*WHAT IS BEING ASKED*.
Using the entries that follow, give only the number of lines with the word "given" in them.

########################################

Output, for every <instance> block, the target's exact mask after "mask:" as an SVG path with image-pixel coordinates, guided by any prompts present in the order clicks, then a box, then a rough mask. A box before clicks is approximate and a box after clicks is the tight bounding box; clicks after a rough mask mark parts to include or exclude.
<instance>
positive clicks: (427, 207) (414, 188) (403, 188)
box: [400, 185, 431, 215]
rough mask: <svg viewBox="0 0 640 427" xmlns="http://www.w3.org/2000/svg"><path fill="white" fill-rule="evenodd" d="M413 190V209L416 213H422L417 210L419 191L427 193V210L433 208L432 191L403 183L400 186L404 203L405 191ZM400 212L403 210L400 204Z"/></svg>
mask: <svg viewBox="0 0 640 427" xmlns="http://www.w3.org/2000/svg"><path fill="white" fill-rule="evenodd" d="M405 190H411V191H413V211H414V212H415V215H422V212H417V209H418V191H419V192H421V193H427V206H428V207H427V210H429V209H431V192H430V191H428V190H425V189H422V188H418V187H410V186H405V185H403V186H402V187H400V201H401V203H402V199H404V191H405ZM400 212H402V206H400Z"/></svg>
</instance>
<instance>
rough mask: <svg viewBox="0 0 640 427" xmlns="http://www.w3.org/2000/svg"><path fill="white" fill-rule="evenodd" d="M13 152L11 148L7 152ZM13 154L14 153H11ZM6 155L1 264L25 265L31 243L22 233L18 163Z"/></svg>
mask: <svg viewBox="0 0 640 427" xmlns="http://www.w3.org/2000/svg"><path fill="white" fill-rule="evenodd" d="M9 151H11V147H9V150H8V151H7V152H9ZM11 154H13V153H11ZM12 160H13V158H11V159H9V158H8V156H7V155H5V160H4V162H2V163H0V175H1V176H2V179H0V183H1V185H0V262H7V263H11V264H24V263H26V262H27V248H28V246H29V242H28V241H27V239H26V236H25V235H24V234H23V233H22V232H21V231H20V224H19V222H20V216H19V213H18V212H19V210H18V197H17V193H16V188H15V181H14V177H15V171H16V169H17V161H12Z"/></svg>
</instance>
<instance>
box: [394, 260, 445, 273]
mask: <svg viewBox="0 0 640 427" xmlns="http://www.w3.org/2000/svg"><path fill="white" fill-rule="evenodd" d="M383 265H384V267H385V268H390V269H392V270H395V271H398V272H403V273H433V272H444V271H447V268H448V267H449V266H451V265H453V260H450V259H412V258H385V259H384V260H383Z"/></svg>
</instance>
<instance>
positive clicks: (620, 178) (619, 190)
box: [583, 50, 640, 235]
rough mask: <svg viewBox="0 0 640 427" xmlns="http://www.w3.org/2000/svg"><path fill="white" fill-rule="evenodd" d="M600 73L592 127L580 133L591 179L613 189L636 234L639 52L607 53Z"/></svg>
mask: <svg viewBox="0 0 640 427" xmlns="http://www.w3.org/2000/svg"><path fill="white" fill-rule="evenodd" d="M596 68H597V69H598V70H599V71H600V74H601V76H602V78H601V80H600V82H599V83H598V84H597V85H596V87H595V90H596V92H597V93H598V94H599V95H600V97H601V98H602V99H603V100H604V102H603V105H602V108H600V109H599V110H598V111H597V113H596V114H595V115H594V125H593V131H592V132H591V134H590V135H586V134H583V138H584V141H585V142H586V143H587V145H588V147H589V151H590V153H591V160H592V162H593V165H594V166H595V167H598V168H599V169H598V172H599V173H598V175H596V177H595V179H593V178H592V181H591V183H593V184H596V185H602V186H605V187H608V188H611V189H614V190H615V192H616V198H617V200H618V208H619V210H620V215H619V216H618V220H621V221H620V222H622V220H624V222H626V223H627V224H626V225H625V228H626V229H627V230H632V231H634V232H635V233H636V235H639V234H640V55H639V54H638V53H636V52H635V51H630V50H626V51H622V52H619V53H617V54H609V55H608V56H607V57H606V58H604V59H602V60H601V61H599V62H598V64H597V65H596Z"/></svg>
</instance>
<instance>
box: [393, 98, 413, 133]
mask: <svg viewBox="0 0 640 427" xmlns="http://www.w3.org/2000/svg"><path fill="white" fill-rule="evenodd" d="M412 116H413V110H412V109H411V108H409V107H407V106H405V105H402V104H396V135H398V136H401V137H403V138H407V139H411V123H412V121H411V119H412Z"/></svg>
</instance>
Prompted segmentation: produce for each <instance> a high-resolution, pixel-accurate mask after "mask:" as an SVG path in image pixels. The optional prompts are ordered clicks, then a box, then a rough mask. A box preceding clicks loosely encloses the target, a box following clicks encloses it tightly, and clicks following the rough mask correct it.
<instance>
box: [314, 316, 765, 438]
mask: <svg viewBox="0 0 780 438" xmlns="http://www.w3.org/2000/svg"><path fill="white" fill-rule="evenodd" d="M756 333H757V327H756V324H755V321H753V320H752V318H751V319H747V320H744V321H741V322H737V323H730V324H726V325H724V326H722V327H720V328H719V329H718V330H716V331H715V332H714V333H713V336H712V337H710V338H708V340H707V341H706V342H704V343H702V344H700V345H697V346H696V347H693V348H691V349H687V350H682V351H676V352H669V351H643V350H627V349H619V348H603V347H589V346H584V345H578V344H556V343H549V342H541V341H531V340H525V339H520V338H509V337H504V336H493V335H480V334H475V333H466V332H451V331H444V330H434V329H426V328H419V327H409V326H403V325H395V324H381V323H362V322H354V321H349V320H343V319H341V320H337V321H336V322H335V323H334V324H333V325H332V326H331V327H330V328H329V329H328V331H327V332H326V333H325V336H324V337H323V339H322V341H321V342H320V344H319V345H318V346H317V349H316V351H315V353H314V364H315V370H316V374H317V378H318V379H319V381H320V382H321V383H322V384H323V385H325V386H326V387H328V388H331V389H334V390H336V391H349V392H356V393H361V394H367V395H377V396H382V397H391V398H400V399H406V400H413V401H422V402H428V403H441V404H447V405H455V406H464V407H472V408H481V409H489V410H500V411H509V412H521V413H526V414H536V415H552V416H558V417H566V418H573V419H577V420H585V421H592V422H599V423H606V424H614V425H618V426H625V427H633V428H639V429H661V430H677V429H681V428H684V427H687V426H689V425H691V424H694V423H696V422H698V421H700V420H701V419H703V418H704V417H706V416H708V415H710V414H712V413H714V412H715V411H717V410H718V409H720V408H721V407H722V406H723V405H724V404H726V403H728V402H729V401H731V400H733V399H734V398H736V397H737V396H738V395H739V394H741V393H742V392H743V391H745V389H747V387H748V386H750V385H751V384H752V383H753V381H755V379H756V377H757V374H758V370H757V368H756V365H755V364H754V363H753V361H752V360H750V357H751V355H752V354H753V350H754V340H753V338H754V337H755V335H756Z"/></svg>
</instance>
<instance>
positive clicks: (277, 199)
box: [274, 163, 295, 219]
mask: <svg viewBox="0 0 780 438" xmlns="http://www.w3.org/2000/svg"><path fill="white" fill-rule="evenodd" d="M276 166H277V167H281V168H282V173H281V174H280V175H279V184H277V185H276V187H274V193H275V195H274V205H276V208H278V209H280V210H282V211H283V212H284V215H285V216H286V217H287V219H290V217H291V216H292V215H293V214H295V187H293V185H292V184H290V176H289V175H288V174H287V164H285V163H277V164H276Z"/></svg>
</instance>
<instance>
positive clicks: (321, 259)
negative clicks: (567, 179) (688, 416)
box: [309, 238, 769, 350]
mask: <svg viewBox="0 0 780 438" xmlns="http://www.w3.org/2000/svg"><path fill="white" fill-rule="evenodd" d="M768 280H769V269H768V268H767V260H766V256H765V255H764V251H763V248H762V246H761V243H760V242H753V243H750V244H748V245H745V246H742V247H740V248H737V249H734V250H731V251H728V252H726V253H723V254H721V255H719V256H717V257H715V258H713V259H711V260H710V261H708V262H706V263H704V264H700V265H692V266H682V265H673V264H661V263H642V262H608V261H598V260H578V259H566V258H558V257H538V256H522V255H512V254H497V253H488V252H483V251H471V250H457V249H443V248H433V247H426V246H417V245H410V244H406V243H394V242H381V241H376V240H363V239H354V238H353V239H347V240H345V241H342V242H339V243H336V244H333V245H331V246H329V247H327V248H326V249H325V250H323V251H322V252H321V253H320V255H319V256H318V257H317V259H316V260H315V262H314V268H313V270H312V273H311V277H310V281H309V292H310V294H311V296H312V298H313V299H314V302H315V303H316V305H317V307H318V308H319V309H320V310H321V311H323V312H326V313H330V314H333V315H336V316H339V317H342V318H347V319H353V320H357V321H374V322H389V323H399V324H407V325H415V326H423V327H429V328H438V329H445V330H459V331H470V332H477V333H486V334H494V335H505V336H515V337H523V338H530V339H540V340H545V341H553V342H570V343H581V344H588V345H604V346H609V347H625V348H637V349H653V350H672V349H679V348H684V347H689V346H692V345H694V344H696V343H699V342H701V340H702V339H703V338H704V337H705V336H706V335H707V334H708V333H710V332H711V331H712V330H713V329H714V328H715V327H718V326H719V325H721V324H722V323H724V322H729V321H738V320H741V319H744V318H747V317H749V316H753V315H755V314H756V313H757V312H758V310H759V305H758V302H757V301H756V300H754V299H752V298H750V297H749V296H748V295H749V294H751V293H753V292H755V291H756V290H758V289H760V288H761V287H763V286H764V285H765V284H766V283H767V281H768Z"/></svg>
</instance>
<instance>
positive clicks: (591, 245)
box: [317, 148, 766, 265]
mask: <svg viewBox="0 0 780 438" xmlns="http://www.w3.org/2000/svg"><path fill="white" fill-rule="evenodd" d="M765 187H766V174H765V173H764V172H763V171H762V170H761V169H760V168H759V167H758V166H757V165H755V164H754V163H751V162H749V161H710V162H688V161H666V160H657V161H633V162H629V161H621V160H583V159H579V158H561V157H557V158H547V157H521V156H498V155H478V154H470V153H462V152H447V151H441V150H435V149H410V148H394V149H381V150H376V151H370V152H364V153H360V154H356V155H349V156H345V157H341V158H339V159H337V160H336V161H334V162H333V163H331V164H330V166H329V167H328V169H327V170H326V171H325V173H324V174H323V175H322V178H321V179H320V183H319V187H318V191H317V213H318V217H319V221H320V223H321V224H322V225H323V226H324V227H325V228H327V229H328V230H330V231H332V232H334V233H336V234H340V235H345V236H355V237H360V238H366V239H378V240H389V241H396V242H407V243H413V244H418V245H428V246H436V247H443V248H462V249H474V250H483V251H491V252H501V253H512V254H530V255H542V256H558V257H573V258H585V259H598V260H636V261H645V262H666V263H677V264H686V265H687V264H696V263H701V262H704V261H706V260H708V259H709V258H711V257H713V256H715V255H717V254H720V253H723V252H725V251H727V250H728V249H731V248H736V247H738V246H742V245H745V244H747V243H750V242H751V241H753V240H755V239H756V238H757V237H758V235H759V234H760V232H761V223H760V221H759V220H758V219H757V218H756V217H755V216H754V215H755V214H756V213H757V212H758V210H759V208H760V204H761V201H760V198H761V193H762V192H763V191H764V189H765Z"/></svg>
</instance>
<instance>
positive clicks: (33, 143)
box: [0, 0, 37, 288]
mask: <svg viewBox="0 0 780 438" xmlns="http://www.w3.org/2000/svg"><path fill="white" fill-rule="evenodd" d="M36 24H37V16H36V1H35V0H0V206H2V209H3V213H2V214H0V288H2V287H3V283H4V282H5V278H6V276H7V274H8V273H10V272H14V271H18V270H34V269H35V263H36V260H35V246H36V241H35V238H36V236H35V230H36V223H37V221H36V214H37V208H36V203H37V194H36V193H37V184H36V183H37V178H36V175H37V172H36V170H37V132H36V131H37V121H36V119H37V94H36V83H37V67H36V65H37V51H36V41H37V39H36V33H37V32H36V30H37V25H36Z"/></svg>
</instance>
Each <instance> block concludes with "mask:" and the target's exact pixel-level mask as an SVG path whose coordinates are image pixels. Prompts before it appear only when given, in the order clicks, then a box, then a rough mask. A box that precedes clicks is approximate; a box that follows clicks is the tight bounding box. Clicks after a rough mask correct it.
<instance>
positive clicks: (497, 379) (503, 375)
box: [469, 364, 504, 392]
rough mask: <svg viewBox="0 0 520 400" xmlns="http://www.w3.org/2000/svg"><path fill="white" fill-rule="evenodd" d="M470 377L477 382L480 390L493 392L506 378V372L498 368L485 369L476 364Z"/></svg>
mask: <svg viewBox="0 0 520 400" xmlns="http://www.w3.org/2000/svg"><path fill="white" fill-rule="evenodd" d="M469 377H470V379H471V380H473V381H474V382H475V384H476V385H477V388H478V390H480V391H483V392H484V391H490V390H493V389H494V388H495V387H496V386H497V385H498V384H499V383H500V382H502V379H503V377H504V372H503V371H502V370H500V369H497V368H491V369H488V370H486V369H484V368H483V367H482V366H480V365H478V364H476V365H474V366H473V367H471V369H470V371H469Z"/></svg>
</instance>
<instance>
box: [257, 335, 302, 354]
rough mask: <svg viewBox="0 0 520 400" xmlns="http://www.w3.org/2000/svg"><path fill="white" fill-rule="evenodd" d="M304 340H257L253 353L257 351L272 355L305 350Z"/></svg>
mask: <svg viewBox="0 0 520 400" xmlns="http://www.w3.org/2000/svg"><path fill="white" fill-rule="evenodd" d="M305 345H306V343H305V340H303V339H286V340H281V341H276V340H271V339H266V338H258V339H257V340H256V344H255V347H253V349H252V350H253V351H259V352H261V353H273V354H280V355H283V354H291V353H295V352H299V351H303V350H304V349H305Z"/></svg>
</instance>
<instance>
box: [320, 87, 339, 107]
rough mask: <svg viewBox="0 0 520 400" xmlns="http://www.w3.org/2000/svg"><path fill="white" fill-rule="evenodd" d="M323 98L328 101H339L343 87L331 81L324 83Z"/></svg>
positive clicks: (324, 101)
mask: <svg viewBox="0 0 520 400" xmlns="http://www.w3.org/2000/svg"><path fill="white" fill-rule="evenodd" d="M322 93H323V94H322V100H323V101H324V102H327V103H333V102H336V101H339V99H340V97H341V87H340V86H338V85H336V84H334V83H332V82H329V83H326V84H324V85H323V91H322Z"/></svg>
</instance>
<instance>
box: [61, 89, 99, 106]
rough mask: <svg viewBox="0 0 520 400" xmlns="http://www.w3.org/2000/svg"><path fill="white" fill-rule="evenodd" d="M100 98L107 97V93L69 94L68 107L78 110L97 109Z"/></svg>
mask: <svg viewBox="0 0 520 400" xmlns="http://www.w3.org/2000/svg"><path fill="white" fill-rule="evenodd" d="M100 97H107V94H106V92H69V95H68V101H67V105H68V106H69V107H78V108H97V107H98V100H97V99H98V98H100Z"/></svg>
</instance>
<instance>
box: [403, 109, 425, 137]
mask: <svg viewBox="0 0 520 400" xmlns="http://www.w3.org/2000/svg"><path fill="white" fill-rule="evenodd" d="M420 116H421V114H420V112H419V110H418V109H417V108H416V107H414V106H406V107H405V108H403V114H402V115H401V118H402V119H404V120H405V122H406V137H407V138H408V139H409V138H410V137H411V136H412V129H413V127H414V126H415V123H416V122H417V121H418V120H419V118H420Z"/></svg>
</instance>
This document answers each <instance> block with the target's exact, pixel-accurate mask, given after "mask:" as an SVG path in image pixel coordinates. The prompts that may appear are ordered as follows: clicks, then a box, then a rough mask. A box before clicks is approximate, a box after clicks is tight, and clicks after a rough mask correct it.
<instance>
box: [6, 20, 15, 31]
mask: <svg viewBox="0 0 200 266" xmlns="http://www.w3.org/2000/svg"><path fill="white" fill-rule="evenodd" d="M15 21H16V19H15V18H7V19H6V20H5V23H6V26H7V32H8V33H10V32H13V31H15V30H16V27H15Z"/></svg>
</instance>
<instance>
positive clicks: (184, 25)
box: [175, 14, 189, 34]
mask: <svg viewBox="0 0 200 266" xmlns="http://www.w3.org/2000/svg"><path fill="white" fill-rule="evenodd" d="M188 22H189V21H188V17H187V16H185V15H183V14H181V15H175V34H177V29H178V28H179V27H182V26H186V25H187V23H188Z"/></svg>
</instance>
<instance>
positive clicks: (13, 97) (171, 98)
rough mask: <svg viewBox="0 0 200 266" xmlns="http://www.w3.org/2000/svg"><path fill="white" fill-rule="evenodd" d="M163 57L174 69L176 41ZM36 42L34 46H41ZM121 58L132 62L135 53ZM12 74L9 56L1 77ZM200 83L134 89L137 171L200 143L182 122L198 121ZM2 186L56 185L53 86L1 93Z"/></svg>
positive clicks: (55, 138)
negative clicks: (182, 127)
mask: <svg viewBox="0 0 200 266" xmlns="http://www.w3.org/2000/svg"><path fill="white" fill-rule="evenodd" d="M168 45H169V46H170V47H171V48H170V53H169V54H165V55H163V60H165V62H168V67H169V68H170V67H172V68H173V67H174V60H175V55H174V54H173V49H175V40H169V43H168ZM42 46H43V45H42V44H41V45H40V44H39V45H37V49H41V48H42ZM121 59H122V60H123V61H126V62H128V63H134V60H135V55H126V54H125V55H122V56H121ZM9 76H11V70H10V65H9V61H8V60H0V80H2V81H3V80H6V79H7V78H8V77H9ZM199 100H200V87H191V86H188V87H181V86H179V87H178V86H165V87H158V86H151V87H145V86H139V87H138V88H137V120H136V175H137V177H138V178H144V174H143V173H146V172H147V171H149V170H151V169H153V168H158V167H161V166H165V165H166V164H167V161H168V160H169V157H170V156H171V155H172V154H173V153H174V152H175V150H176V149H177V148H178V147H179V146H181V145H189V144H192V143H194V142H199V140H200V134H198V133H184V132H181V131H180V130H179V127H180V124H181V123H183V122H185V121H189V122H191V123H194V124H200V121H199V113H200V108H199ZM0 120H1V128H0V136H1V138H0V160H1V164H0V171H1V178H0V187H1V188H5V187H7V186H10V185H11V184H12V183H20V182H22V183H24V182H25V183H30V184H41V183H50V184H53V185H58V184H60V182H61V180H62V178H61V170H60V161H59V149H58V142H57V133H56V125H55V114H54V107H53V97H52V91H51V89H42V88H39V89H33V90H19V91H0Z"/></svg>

########################################

*SOLUTION FOR THIS TASK*.
2